Italian luthier (1683–1747)

Carlo Bergonzi (21 December 1683 – 9 February 1747) was an Italian luthier and is the first and most prominent member of the Bergonzi family, a distinguished group of luthiers from Cremona, Italy, a city with a rich tradition of stringed instrument makers. Today his instruments are highly valued for their workmanship and tone. Although he was historically assumed to have first apprenticed with Hieronymus Amati or Antonio Stradivari, he is now known to have been the student of Vincenzo Rugeri.

==Early life and career==
Carlo Bergonzi and his family lived close to the workshop in Cremona of Vincenzo Rugeri and would have been the most obvious place for apprenticeship for Carlo given the social and financial connections between the two families. When comparing the work of Bergonzi with Vincenzo Rugeri, their similarity of work is obvious in the treatment of the scrolls and the working technique of scarfing the linings into the corner blocks at an angle instead of square. The early violins of Carlo's career follow similar outlines as Vincenzo Rugeri's violins as could be expected, however the outlines of later instruments became his own. Antonio Stradivari and Guarneri del Gesu also had an influence upon Carlo Bergonzi's work. Carlo Bergonzi eventually moved into the Casa Stradivari in 1746 after the master's death in 1737 and even completed some of the unfinished violins by Antonio Stradivari.

==Violins==
Bergonzi labels vary, but typically record date, name, and location:

Anno 1733, Carlo Bergonzi
 fece in Cremona

In 1740, he created one of his finest violins, the Kreisler Bergonzi, which was subsequently named after violinist Fritz Kreisler. It was then owned by Cuban violinist, Angel Reyes. Professor Reyes sold the violin to Itzhak Perlman. Both Kreisler and Perlman performed and recorded with it.

_Action item_
Print the part of the Carlo Bergonzi text that opens with the words containing "Italian luthier (1683–1747)" and closes with "of Vincenzo Rugeri.", copying it without changes.

_Given information_
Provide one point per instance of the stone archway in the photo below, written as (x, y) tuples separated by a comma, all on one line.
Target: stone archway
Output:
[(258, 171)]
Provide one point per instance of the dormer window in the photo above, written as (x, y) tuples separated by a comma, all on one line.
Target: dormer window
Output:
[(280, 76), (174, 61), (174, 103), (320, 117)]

_Response area_
Italian luthier (1683–1747)

Carlo Bergonzi (21 December 1683 – 9 February 1747) was an Italian luthier and is the first and most prominent member of the Bergonzi family, a distinguished group of luthiers from Cremona, Italy, a city with a rich tradition of stringed instrument makers. Today his instruments are highly valued for their workmanship and tone. Although he was historically assumed to have first apprenticed with Hieronymus Amati or Antonio Stradivari, he is now known to have been the student of Vincenzo Rugeri.